■ What you will do:
- A) Answer these questions using the article on inclusive early childhood education in Canada:
(i) Which territory does the author serve as Minister of Education, Culture and Employment?
(ii) How many new UNESCO ECCE reports were launched in early July?
(iii) On what date is the new Global Partnership Strategy for Early Childhood to be launched?
- B) Translate this sentence from the article on inclusive early childhood education in Canada into Spanish: "In early July, I was delighted to lend my voice to the launch of two new UNESCO ECCE reports."
- C) Resume the article on inclusive early childhood education in Canada from its final sentence, keeping its voice and subject.

■ Text for analysis:

Inclusive early childhood education in Canada: Working from the ground up

By The Honourable R.J. Simpson, Minister of Education, Culture and Employment, Northwest Territories, Canada, and former Chair of the Council of Ministers of Education, Canada

Canada has been a long-standing partner of UNESCO and its mission to ensure that member states prioritize investing in early childhood care and education (ECCE). In early July, I was delighted to lend my voice to the launch of two new UNESCO ECCE reports. The reports call for inclusive early childhood care and education for all, and serve as foundational documents for the development of a much needed new Global Partnership Strategy — or “GPS” — for Early Childhood, to be launched on December 6, 2021. This GPS for Early Childhood is a new international agenda designed with development partners and UNESCO member states to support governments to overcome pre-existing barriers to providing effective early childhood care and education services, as well as to flexibly address new challenges arising from the COVID-19 pandemic.

■ Data section:

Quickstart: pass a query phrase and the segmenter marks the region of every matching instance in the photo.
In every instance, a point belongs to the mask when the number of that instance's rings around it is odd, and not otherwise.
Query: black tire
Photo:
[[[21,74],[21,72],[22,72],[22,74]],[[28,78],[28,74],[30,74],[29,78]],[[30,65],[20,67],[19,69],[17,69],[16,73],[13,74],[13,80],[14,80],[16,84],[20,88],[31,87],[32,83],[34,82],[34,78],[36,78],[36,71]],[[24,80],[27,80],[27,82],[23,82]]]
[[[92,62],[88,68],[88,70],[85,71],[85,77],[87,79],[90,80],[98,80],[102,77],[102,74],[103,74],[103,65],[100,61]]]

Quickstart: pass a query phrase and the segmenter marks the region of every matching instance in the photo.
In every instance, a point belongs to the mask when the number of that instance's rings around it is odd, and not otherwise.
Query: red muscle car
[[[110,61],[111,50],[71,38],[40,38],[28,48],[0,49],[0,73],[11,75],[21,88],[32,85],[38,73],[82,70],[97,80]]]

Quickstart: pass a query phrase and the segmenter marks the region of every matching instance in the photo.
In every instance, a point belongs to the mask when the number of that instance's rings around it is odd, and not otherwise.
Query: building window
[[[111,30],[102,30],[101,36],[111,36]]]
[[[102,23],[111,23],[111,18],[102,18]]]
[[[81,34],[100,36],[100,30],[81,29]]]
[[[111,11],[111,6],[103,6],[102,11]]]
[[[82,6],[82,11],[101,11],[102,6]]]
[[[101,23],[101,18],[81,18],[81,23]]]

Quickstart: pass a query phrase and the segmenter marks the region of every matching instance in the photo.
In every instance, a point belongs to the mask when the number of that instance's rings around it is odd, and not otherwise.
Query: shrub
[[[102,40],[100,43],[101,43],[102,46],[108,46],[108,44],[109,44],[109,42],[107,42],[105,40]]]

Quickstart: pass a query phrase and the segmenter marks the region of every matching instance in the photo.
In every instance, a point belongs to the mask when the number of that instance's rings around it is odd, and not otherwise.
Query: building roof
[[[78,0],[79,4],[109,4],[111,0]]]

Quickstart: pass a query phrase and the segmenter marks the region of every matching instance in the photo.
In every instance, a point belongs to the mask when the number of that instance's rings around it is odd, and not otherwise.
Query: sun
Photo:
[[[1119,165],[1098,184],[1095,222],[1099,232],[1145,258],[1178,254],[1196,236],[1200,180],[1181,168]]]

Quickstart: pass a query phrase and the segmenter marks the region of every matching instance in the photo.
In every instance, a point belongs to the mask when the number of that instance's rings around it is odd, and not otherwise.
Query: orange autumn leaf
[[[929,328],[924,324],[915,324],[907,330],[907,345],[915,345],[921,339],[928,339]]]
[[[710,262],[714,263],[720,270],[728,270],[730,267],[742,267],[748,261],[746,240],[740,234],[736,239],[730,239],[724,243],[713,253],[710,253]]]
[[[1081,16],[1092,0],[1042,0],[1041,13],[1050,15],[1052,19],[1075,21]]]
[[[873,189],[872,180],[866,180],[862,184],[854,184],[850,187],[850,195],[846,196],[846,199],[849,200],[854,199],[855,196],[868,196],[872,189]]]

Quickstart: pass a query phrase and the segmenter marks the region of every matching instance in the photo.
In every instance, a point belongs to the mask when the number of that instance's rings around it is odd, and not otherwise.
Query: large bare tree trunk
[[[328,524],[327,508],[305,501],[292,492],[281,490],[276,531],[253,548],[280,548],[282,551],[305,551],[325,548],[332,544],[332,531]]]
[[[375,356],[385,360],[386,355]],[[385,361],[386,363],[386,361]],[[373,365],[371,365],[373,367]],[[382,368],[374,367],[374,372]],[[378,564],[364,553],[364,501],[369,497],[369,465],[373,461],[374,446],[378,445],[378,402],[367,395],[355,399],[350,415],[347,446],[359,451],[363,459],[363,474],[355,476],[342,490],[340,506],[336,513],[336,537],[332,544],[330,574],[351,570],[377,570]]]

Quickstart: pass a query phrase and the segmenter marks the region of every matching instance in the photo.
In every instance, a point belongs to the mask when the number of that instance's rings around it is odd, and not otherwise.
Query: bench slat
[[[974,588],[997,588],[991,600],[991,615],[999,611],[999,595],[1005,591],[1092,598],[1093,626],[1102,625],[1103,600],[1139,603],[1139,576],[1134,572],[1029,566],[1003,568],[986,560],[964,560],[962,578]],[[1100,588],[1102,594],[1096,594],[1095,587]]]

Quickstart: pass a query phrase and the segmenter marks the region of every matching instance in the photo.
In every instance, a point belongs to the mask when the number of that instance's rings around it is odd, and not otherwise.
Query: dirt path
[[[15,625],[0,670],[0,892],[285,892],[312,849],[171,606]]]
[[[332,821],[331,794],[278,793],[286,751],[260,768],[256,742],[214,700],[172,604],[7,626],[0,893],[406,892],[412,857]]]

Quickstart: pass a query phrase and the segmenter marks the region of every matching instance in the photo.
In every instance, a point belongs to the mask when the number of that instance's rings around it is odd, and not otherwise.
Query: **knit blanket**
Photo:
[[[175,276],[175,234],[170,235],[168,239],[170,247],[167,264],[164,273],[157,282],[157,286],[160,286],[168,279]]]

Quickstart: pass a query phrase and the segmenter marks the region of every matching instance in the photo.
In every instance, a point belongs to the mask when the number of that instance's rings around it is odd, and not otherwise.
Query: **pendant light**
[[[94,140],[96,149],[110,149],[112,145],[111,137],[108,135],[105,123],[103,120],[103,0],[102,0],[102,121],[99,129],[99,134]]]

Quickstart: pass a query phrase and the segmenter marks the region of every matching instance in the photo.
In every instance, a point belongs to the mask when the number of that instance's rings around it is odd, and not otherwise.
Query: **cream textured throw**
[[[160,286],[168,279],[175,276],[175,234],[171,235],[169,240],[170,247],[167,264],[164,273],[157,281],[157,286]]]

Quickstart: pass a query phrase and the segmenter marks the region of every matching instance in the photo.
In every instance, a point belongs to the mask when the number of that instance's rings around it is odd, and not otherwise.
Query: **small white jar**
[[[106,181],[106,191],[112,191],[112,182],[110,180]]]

■ Answer list:
- A)
(i) The Northwest Territories.
(ii) Two.
(iii) December 6, 2021.

- B) A principios de julio, me complació prestar mi voz al lanzamiento de dos nuevos informes de la UNESCO sobre atención y educación de la primera infancia (AEPI).

- C)
Credit: Pioneer Library System

It is vital to accompany the GPS initiative with greater training and support for early educators, more inclusive curricula that create a sense of belonging for all children, increased collaboration with non-governmental organizations, and greater financial support. These are the world’s youngest. They deserve a fair start.

Canada looks forward to continuing to contribute to the new Partnership Strategy to find solutions that make a difference. We know that we will not make progress towards the global education goal by working in silos.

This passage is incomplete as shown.